From the article on hydroxyanthracene derivatives, extract the passage between "Although it was" and "potential safety concerns.", inclusive, and copy it word for word.

- TEXT SHOWN
== Segment start ==
Safety of hydroxyanthracene derivatives


Safety of hydroxyanthracene derivatives

European Commission requests EFSA assessment

Claire Lennon

In 2013, the European Food Safety Authority (EFSA) issued a positive scientific opinion on a health claim application for authorization related to hydroxyanthracene derivatives and improvement of bowel function. The application was based on a food supplement containing a blend of botanical ingredients and micro-organisms.

In their opinion, the EFSA Panel concluded that a cause and effect relationship was established between consumption of the substance and the claimed beneficial effect, but that in order to bear the health claim 10 mg hydroxyanthracene derivatives per day from the named botanical sources should be taken for the target population of adults.

Furthermore, some restrictions of use were noted by EFSA, as these were considered necessary. Namely, that stimulant laxatives should not be consumed continually for periods longer than 1–2 weeks without medical supervision and that long-term use of stimulant laxatives should be avoided, and these should only be used if their effect cannot be achieved by a change of diet or the administration of so-called bulking agents. However, as is the case for all health claims applications, EFSA opinions and subsequent authorizations cannot be construed as marketing authorizations, positive safety assessments or decisions on classification as a foodstuff of the concerned substance, as this is not foreseen in the framework of the Nutrition and Health Claims Regulation.

Although it was the first favourable EFSA outcome for a health claim for substances derived from botanicals, the Scientific Opinion was considered somewhat controversial and during the risk management phase related to the authorization of the health claim, concerns were repeatedly raised by certain EU Member States.

The medicinal character of these substances was evoked during the European Commission (EC) meetings, as was the importance of setting appropriate conditions of use that would fully take account of the restrictions of use concerning stimulant laxatives stated in the EFSA opinion. Following lengthy discussions in the EC working group on claims, early this year two options were discussed to resolve the issue, either to reject the claims or use the so-called Article 8 procedure to address potential safety concerns.

The EC, on their own initiative, therefore decided to request an EFSA Scientific Opinion on the safety of hydroxyanthracene derivatives under Article 8 of Regulation (EC) No. 1925/2006 on the addition of vitamins and minerals and of certain other substances to foods. This procedure provides for the potential prohibition, restriction or placing under Community scrutiny, of substances other than vitamins or minerals when added to or used in the manufacture of foods, where these represent a risk to consumers.

EFSA has indicated a deadline of 30 June 2017 to deliver their opinion, and have just initiated discussions to identify the necessary expertise to conduct the assessment and establish a dedicated Working Group. The outcome of this assessment will determine if hydroxyanthracene derivatives will be added to Annex III of Regulation 1925/2006, and therefore be subject to prohibition, restrictions or scrutiny for use in foods including food supplements in the EU.
== Segment end ==
- RECORD SET
== Segment start ==
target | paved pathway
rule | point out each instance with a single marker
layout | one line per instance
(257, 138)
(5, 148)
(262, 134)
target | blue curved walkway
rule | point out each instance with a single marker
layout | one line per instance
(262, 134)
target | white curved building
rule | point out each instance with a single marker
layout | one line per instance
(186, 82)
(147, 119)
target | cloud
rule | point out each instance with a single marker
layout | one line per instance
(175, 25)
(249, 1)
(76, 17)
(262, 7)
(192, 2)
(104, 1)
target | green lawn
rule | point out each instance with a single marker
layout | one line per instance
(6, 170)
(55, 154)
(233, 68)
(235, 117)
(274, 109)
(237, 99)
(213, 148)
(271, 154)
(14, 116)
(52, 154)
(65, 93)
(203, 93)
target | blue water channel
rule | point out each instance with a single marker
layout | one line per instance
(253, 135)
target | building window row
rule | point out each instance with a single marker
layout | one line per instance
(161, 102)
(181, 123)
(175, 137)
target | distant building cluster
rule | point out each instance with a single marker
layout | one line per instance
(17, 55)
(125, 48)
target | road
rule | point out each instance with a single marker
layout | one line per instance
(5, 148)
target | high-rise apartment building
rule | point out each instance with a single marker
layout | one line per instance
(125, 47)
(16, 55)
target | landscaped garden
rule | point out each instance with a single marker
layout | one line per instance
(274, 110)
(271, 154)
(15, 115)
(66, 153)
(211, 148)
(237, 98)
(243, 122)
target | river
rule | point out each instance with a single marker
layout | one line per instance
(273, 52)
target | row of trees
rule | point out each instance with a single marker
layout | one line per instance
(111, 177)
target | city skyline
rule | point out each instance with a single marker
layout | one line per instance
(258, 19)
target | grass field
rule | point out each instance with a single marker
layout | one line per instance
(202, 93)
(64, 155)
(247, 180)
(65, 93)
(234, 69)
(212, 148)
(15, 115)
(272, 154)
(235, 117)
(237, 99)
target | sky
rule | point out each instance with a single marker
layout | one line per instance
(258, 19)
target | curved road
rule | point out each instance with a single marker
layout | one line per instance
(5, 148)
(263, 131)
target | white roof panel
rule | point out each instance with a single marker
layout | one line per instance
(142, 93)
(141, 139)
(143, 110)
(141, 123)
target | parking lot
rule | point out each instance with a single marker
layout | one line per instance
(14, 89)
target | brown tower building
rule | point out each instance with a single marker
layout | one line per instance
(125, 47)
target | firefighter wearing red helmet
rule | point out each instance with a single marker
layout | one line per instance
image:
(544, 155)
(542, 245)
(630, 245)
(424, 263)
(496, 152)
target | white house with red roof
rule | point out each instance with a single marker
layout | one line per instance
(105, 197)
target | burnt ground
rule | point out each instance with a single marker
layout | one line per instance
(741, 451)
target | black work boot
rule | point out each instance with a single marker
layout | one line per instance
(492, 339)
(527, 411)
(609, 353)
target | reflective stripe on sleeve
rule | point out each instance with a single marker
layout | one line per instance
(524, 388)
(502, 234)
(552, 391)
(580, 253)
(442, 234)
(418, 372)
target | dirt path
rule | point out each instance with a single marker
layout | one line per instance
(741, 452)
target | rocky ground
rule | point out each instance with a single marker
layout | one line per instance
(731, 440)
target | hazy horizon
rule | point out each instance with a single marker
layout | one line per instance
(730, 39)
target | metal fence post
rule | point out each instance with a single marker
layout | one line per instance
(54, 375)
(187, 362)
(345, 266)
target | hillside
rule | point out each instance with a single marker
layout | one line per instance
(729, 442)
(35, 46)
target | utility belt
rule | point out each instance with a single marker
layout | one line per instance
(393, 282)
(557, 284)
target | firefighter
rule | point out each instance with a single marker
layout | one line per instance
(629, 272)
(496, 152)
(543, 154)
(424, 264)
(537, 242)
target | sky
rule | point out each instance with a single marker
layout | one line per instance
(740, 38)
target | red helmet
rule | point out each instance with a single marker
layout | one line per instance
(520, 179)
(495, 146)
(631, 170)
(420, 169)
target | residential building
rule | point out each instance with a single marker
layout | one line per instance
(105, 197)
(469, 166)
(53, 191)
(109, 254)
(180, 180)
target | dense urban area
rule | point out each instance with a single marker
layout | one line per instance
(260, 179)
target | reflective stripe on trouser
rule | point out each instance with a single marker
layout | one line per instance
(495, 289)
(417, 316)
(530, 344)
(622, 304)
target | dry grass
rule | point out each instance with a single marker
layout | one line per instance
== Segment end ==
- EXERCISE SOLUTION
Although it was the first favourable EFSA outcome for a health claim for substances derived from botanicals, the Scientific Opinion was considered somewhat controversial and during the risk management phase related to the authorization of the health claim, concerns were repeatedly raised by certain EU Member States.

The medicinal character of these substances was evoked during the European Commission (EC) meetings, as was the importance of setting appropriate conditions of use that would fully take account of the restrictions of use concerning stimulant laxatives stated in the EFSA opinion. Following lengthy discussions in the EC working group on claims, early this year two options were discussed to resolve the issue, either to reject the claims or use the so-called Article 8 procedure to address potential safety concerns.